** WORK TO DO **
Reproduce all of the material below word for word, line by line.

--- Begin RECORDS SHOWN ---

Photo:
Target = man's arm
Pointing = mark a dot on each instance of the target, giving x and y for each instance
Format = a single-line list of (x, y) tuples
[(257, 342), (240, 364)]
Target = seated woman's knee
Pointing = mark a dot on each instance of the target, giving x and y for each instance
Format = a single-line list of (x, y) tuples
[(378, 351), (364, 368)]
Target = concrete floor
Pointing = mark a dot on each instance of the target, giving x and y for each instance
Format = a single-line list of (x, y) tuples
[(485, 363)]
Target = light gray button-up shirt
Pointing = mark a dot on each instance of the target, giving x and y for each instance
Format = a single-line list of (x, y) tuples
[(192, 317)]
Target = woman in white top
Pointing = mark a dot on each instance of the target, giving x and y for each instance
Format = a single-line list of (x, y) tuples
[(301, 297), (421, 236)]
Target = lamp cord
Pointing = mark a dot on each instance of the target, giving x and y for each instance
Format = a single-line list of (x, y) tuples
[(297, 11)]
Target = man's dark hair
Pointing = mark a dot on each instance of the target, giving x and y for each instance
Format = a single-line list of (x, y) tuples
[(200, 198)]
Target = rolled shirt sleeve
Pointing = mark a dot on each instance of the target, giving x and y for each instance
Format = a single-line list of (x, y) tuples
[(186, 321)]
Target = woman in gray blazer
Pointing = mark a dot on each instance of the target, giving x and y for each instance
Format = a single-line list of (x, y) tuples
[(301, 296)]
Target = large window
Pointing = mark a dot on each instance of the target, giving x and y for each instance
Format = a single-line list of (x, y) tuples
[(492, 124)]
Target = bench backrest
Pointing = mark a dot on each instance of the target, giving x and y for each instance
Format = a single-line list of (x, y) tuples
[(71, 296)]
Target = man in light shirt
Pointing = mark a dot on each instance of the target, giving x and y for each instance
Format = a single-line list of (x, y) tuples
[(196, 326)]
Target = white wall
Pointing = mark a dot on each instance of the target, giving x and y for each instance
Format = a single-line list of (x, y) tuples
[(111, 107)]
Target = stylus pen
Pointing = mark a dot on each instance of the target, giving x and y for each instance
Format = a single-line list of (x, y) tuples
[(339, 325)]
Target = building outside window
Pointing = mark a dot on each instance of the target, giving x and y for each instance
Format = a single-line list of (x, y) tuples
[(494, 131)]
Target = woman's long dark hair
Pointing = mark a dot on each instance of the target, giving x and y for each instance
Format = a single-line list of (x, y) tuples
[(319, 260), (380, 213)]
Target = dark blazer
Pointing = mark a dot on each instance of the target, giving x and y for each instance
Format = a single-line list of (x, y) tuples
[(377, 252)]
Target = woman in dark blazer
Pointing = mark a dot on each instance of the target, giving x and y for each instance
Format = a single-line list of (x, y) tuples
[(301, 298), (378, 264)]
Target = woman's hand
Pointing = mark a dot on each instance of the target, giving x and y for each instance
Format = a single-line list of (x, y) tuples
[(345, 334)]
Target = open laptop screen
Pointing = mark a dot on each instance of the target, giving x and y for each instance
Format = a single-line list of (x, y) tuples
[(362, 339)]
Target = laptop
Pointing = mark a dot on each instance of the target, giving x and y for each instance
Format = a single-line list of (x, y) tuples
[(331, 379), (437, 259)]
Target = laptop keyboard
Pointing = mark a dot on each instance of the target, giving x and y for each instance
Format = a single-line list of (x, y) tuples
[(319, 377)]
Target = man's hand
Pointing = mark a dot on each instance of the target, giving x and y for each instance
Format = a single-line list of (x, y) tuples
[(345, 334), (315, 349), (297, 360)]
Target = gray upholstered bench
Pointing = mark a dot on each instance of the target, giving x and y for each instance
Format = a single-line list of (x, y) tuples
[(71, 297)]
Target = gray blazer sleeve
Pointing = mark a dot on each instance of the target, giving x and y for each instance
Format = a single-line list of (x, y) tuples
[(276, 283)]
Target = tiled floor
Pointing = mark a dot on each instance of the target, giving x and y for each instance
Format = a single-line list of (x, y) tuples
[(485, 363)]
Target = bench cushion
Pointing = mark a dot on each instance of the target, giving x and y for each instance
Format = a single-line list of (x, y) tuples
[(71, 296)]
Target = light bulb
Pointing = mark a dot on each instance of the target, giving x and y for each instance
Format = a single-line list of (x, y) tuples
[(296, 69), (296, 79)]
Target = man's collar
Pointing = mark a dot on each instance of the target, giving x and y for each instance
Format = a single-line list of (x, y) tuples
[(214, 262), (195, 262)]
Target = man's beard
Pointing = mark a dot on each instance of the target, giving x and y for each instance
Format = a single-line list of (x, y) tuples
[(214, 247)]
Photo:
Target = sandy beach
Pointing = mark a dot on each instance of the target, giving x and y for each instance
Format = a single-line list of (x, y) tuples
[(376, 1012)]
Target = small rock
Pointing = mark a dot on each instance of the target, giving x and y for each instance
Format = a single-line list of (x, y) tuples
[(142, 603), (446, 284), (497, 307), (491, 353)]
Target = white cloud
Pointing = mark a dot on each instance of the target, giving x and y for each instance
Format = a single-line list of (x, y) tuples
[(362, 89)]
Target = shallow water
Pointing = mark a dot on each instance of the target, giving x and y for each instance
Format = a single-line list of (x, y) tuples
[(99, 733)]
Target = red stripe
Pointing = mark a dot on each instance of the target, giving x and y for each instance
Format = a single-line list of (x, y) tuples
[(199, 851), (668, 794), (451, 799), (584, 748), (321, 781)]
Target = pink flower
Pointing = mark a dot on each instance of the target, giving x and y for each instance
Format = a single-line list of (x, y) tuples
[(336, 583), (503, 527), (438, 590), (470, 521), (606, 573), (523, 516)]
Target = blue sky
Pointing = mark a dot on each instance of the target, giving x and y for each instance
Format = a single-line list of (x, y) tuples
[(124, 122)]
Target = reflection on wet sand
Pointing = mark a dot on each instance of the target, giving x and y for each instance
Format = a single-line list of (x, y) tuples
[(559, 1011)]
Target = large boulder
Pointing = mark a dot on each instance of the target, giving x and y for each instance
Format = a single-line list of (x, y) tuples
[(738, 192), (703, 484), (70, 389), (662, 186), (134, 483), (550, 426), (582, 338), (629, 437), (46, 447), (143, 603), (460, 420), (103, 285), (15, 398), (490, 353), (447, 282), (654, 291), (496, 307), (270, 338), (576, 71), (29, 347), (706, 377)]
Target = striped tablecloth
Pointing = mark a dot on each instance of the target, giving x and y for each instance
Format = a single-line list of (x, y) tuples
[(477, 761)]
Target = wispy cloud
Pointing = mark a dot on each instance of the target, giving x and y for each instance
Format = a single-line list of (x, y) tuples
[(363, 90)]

--- End RECORDS SHOWN ---

** SOLUTION BELOW **
Photo:
Target = man's arm
Pointing = mark a dot on each instance of the target, giving x and y for each instance
Format = a single-line list of (x, y) tuples
[(257, 342), (240, 364)]
Target = seated woman's knee
Pointing = mark a dot on each instance of the target, giving x and y for each instance
Format = a single-line list of (x, y) tuples
[(378, 351), (364, 368)]
Target = concrete floor
Pointing = mark a dot on each instance of the target, giving x and y for each instance
Format = a single-line list of (x, y) tuples
[(485, 363)]
Target = light gray button-up shirt
Pointing = mark a dot on each instance of the target, giving x and y for each instance
Format = a single-line list of (x, y) tuples
[(192, 317)]
Target = woman in white top
Pointing = mark a dot on each instance of the target, giving x and y for each instance
Format = a single-line list of (x, y) tuples
[(301, 297), (421, 236)]
Target = lamp cord
Pointing = mark a dot on each instance of the target, giving x and y for each instance
Format = a single-line list of (x, y) tuples
[(297, 11)]
Target = man's dark hair
Pointing = mark a dot on each instance of the target, giving x and y for each instance
Format = a single-line list of (x, y) tuples
[(200, 198)]
Target = rolled shirt sleeve
Pointing = mark a dot on each instance of the target, giving x and y for each instance
Format = a single-line list of (x, y) tuples
[(186, 321)]
Target = woman in gray blazer
Pointing = mark a dot on each instance of the target, giving x and y for each instance
Format = a single-line list of (x, y) tuples
[(301, 296)]
Target = large window
Pointing = mark a dot on each instance of the target, giving x and y for each instance
Format = a single-line list of (x, y) tuples
[(492, 124)]
Target = bench backrest
Pointing = mark a dot on each instance of the target, giving x and y for each instance
Format = a single-line list of (x, y) tuples
[(71, 296)]
Target = man in light shirt
Pointing = mark a dot on each instance of the target, giving x and y for each instance
Format = a single-line list of (x, y) tuples
[(196, 326)]
Target = white wall
Pointing = mark a dot on each instance of the target, giving x and y for each instance
Format = a single-line list of (x, y) tuples
[(111, 107)]
Target = stylus pen
Pointing = mark a dot on each instance of the target, giving x and y for each instance
Format = a single-line list of (x, y) tuples
[(339, 325)]
Target = building outside window
Pointing = mark a dot on each instance of the target, giving x and y for each instance
Format = a single-line list of (x, y) tuples
[(494, 131)]
Target = woman's long dark hair
Pointing = mark a dot on each instance of the target, giving x and y for each instance
Format = a single-line list of (x, y) tuples
[(319, 260), (380, 213)]
Target = dark blazer
Pointing = mark a dot on each instance of the target, giving x and y for each instance
Format = a single-line list of (x, y) tuples
[(377, 252)]
Target = woman in dark blazer
Pointing = mark a dot on each instance of the target, giving x and y for each instance
Format = a single-line list of (x, y) tuples
[(301, 298), (378, 264)]
Target = woman's hand
Pointing = mark a dot on each instance of the target, giving x and y for each instance
Format = a single-line list of (x, y) tuples
[(345, 334)]
Target = open laptop screen
Pointing = mark a dot on each instance of the target, giving x and y for each instance
Format = a single-line list of (x, y) tuples
[(362, 339)]
Target = laptop
Pointing = mark a dot on each instance of the target, giving x and y for each instance
Format = a single-line list of (x, y) tuples
[(331, 379), (437, 259)]
Target = laptop keyboard
Pointing = mark a dot on each instance of the target, giving x and y for each instance
Format = a single-line list of (x, y) tuples
[(319, 377)]
Target = man's hand
Pointing = mark a dot on each instance of the target, giving x and y for each instance
Format = a single-line list of (x, y) tuples
[(345, 334), (315, 349), (297, 360)]
Target = gray upholstered bench
Pointing = mark a dot on each instance of the target, giving x and y for each instance
Format = a single-line list of (x, y) tuples
[(71, 297)]
Target = gray blazer sleeve
Pointing = mark a dot on each instance of the target, giving x and y for each instance
Format = a single-line list of (x, y) tuples
[(276, 283)]
Target = tiled floor
Pointing = mark a dot on each instance of the target, giving x and y for each instance
Format = a single-line list of (x, y) tuples
[(485, 363)]
Target = bench cushion
Pointing = mark a dot on each instance of the target, giving x and y for each instance
Format = a single-line list of (x, y) tuples
[(71, 296)]
Target = light bulb
Pointing = mark a dot on each instance of the target, giving x and y for each instance
Format = a single-line list of (x, y) tuples
[(296, 69), (296, 79)]
Target = man's collar
Pointing = mark a dot on each instance of the target, giving x and y for each instance
Format = a single-line list of (x, y) tuples
[(214, 262), (195, 262)]
Target = man's beard
Pointing = mark a dot on each instance of the target, giving x and y for each instance
Format = a single-line list of (x, y) tuples
[(214, 247)]
Photo:
Target = sandy beach
Pointing = mark a dot on each instance of the target, giving x and y for each instance
Format = a single-line list of (x, y) tuples
[(376, 1012)]
Target = small rock
Pointing = mark a dot on each instance of the target, giving x and y for each instance
Format = a single-line list of (x, y) tuples
[(142, 603), (446, 284), (497, 307), (491, 353)]
Target = white cloud
Pointing = mark a dot on each instance of the target, giving x and y for each instance
Format = a single-line list of (x, y) tuples
[(362, 89)]
Target = shallow water
Pointing = mark a dot on each instance of the target, giving x and y for each instance
Format = a single-line list of (x, y) tuples
[(99, 733)]
Target = red stripe
Pointing = mark a dot on each instance of the target, giving x and y for each instance
Format = a single-line list of (x, y) tuples
[(199, 851), (668, 794), (451, 799), (584, 748), (321, 781)]
Target = pink flower
Pointing = mark a dot on each instance of the target, giving x and y for each instance
Format = a single-line list of (x, y) tuples
[(336, 583), (503, 527), (438, 590), (470, 521), (606, 573), (523, 516)]
Target = blue sky
Pointing = mark a dot on each instance of the target, giving x and y for each instance
Format = a single-line list of (x, y) tuples
[(124, 122)]
Target = reflection on wet sand
Pointing = mark a dot on each instance of the target, giving x and y for each instance
Format = a single-line list of (x, y) tuples
[(559, 1011)]
Target = large boulder
Pointing = mark a dot on each instance of the target, giving x and y for each instance
Format = a single-line list of (x, y) tuples
[(738, 192), (703, 484), (70, 389), (662, 186), (134, 483), (550, 426), (582, 338), (629, 437), (46, 447), (143, 603), (460, 420), (103, 285), (15, 398), (490, 353), (447, 282), (654, 291), (496, 307), (270, 338), (576, 71), (29, 347), (706, 377)]
Target = striped tablecloth
Pointing = mark a dot on each instance of the target, giving x and y for each instance
Format = a single-line list of (x, y) tuples
[(477, 761)]
Target = wispy cloud
Pointing = mark a dot on each instance of the target, giving x and y for each instance
Format = a single-line list of (x, y) tuples
[(363, 90)]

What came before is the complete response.